Repeat the data word for word, from its first line through the line that contains "point(230, 212)", including that line, and leave the pictures out.

==== DATASET ENTRIES ====

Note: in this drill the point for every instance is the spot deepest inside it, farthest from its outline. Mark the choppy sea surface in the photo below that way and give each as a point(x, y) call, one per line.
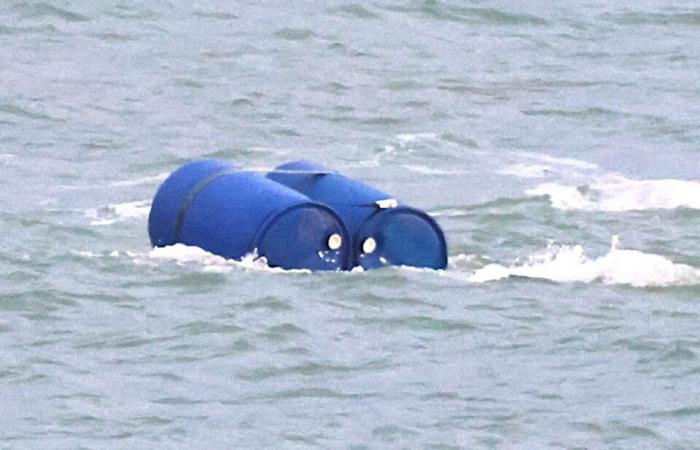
point(557, 143)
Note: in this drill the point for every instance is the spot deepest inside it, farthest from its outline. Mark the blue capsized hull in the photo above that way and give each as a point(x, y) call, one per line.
point(214, 205)
point(384, 232)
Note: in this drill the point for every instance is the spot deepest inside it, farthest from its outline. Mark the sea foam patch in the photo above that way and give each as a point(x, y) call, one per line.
point(186, 255)
point(615, 193)
point(109, 214)
point(564, 263)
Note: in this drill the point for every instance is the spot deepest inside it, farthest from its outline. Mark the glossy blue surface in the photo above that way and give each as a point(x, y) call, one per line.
point(229, 212)
point(403, 235)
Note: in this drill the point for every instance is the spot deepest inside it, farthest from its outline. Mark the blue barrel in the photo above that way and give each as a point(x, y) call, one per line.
point(384, 232)
point(230, 212)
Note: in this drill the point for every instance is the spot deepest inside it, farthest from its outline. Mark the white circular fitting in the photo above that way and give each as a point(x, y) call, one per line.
point(335, 241)
point(369, 246)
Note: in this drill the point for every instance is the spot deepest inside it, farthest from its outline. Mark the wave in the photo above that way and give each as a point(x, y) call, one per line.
point(110, 214)
point(141, 181)
point(182, 254)
point(616, 194)
point(570, 264)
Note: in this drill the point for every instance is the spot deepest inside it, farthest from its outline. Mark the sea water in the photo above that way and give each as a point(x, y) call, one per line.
point(557, 144)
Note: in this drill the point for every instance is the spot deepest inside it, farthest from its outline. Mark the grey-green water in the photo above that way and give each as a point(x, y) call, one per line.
point(537, 134)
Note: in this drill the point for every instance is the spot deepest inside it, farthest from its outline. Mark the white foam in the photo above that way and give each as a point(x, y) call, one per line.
point(570, 264)
point(182, 255)
point(527, 170)
point(407, 138)
point(448, 213)
point(428, 170)
point(551, 160)
point(109, 214)
point(141, 181)
point(615, 193)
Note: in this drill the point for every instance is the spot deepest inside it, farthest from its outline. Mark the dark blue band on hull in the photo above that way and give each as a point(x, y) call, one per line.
point(229, 212)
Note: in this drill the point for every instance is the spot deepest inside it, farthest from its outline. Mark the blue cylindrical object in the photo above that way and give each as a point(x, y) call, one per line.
point(227, 211)
point(384, 232)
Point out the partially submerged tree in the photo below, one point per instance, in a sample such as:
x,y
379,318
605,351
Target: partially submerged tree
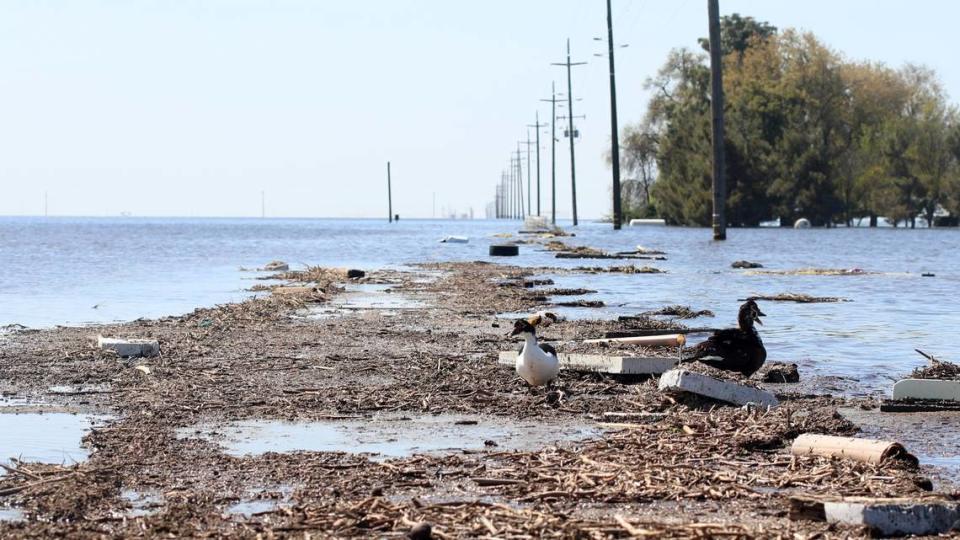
x,y
808,134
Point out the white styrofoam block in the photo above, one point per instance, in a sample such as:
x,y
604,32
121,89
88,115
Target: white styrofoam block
x,y
731,392
616,365
895,517
130,347
927,389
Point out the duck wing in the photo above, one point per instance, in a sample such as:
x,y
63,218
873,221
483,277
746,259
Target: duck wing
x,y
547,348
719,345
731,350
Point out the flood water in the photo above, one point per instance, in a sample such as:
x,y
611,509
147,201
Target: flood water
x,y
44,437
387,437
90,270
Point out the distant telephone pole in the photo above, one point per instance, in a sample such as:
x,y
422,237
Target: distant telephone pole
x,y
530,143
553,152
537,125
716,106
520,180
572,133
389,196
614,138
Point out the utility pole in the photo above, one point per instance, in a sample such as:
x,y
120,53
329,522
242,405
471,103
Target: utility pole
x,y
514,212
614,138
530,143
572,133
553,152
537,125
716,107
389,196
529,189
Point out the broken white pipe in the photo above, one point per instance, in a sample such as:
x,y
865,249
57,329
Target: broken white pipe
x,y
936,389
672,340
680,380
870,451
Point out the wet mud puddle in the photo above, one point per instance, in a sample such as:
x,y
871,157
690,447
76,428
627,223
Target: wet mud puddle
x,y
934,437
53,437
388,437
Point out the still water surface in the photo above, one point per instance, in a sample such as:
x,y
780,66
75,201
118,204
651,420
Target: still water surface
x,y
92,270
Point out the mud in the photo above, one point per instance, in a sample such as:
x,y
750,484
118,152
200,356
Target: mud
x,y
161,465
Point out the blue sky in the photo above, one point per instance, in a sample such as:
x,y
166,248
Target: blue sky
x,y
191,108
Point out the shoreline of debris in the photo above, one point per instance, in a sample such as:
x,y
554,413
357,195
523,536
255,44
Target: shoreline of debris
x,y
293,356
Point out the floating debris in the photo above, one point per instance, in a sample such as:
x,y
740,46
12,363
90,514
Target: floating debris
x,y
618,270
275,266
581,303
794,297
565,251
778,372
813,272
938,369
679,312
566,292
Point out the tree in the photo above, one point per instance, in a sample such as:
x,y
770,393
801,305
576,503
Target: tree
x,y
639,161
808,134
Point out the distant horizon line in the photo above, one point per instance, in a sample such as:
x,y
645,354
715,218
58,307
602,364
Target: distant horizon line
x,y
260,218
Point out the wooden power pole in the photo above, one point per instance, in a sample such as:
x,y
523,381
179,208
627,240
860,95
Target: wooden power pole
x,y
571,131
614,136
716,107
553,152
537,125
389,196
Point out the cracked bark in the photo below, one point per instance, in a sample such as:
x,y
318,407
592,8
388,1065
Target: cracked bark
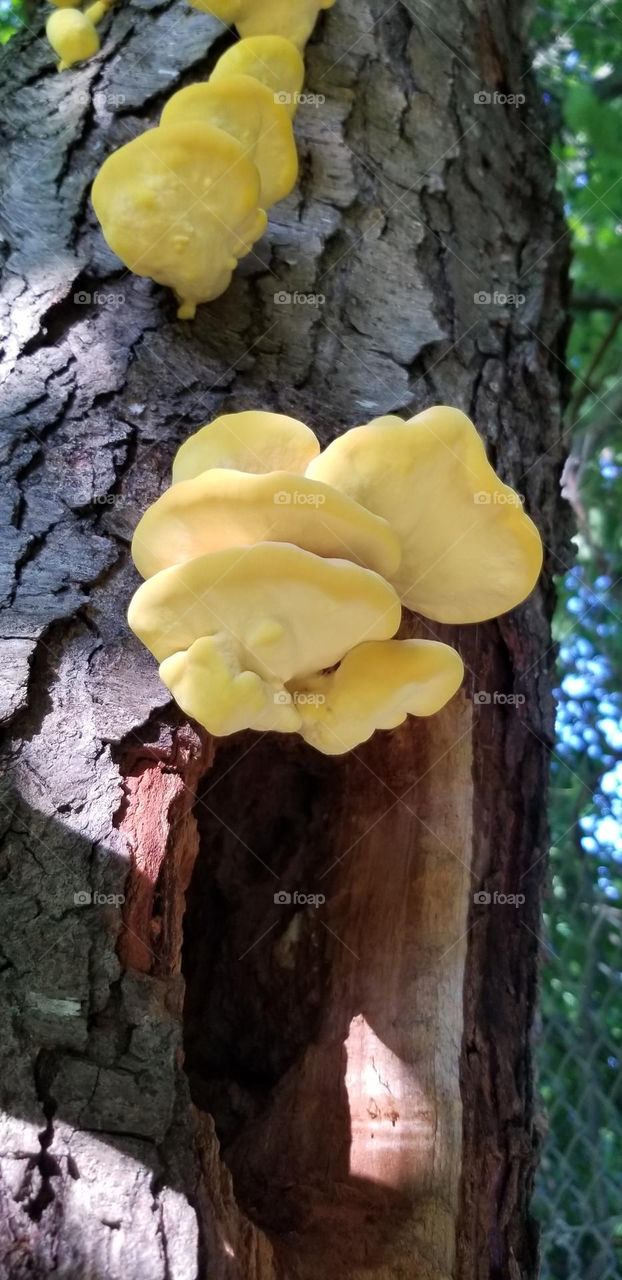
x,y
352,1091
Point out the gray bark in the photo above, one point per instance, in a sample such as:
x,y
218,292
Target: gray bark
x,y
414,199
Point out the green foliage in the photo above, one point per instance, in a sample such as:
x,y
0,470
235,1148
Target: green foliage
x,y
12,16
580,1046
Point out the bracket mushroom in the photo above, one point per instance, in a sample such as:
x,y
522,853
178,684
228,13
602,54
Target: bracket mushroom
x,y
469,549
246,109
181,204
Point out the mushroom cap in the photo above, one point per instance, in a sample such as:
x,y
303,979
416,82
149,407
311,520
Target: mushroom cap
x,y
72,36
251,440
291,612
376,686
231,508
246,109
469,551
273,60
210,684
225,10
295,21
181,205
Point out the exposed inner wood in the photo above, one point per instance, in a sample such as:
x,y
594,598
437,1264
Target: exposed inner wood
x,y
324,1038
412,199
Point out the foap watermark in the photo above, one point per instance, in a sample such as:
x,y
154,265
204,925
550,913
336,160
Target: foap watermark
x,y
495,699
498,499
83,298
298,498
483,298
100,100
284,99
298,300
483,899
83,897
283,899
298,698
485,99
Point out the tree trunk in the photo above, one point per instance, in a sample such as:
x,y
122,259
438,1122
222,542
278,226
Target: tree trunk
x,y
305,1092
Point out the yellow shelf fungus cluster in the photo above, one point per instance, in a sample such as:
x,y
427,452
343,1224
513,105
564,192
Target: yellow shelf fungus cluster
x,y
72,31
184,201
275,574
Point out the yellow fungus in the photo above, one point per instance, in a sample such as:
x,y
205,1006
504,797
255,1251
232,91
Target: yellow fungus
x,y
273,60
247,110
156,215
72,36
469,551
271,597
251,440
325,607
375,686
233,508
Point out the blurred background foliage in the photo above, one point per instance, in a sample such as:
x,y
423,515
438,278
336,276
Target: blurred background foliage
x,y
579,1188
12,13
579,1191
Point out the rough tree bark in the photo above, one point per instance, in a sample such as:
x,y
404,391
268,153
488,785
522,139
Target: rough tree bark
x,y
343,1091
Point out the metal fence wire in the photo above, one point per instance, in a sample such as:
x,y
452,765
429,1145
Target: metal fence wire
x,y
579,1187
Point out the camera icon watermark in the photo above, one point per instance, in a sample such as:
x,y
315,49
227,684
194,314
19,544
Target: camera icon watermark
x,y
483,498
283,899
83,298
298,699
483,298
298,498
483,97
483,899
83,897
303,300
284,99
495,699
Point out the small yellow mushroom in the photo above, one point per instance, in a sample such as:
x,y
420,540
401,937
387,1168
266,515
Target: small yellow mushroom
x,y
232,508
376,686
469,551
181,204
250,440
72,36
291,612
273,60
210,684
246,109
291,18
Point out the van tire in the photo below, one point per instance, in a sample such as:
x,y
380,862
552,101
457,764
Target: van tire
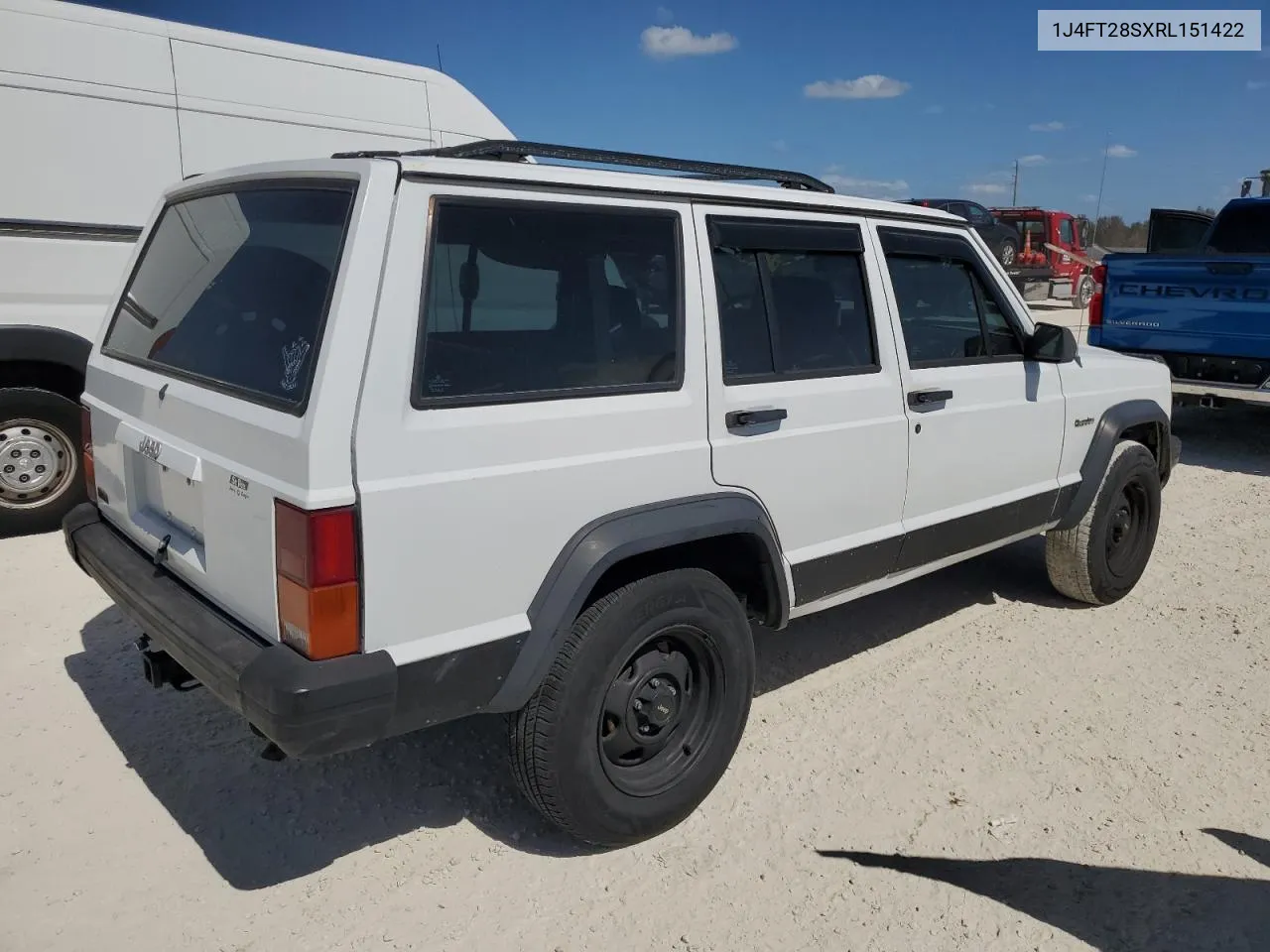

====

TASK ANSWER
Note: in this drill the point for every instance is the spot deepest inside it, farthest from its outline. Mark the choppy sea surface in the photo below that way and give each as a point(x, y) call, one per line.
point(557, 143)
Note: in this drill the point for every instance is the spot deepest inside it, farthest from its outline. Mark the blue capsized hull in the photo above that way and give each as a point(x, y) call, one per line.
point(214, 205)
point(384, 232)
Note: in this drill the point for every instance is the spot deepest inside it, farthest from its outline. Mark the sea foam patch in the photo above that way and give each as a point(x, y) call, one per line.
point(186, 255)
point(615, 193)
point(109, 214)
point(564, 263)
Note: in this drill the point for every instance is the spot deepest inside it, farthest from its outline. Mark the glossy blue surface in the photo above that way and give each as a point(x, y) call, one per line.
point(229, 212)
point(403, 235)
Note: in this drill the point for every instance is the spot deepest inside it, farthest from its outline. Mark the blue barrel in the photo above that way and give each as a point(x, y) call, one per line.
point(384, 232)
point(230, 212)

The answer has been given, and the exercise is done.